• Extracto fuente
Sunday, February 13, 2022

Parménides. Recuerdos de Juan Araos


Claudio Ferrufino-Coqueugniot
 

 

Martinho da Vila y coro cantan un samba triste, vaya paradoja. Bajo por la avenida 8, barrio industrial, más sucio que de costumbre por la nieve ya mezclada con barro. Pienso en casi cuarenta años atrás. Una chichería en el pueblo escondido de Tupuraya, antes de la fama e invasión bohemia. Había una casona de adobe, mucha gente allí; el patio daba al río Rocha, donde chivos festivos y un inmenso macho cabrío devoraban todo a su paso. Fogata. Singani de pobres.

• Registros del conjunto
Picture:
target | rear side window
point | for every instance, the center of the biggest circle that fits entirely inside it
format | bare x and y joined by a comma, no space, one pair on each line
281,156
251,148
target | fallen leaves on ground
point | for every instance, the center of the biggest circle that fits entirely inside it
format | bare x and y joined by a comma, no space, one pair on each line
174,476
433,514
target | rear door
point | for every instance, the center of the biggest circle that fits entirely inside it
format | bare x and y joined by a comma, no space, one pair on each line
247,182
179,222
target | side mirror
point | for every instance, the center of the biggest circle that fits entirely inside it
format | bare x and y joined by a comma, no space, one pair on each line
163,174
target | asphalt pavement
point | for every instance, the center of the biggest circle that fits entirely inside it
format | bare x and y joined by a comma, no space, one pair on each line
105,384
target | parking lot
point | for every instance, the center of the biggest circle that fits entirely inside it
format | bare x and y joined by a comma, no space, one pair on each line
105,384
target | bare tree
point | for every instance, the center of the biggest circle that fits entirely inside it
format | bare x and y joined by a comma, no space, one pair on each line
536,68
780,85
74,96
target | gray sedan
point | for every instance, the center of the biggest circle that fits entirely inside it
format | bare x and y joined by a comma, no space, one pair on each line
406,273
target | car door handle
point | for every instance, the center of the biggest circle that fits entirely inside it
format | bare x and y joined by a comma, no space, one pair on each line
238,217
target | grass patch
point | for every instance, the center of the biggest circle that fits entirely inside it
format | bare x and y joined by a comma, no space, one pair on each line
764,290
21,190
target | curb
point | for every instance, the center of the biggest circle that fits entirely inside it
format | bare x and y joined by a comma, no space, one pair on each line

• Tareas
1) Según el extracto, ¿por qué la avenida 8 está más sucia que de costumbre? Responde en una a tres oraciones.
2) Vuelve a escribir, sin cambios, el tramo del extracto que comienza con las palabras que contienen "Claudio Ferrufino-Coqueugniot" y termina con "Singani de pobres.".

• Respuestas
1) La avenida 8 está más sucia que de costumbre porque la nieve ya está mezclada con barro.

2)
Claudio Ferrufino-Coqueugniot
 

 

Martinho da Vila y coro cantan un samba triste, vaya paradoja. Bajo por la avenida 8, barrio industrial, más sucio que de costumbre por la nieve ya mezclada con barro. Pienso en casi cuarenta años atrás. Una chichería en el pueblo escondido de Tupuraya, antes de la fama e invasión bohemia. Había una casona de adobe, mucha gente allí; el patio daba al río Rocha, donde chivos festivos y un inmenso macho cabrío devoraban todo a su paso. Fogata. Singani de pobres.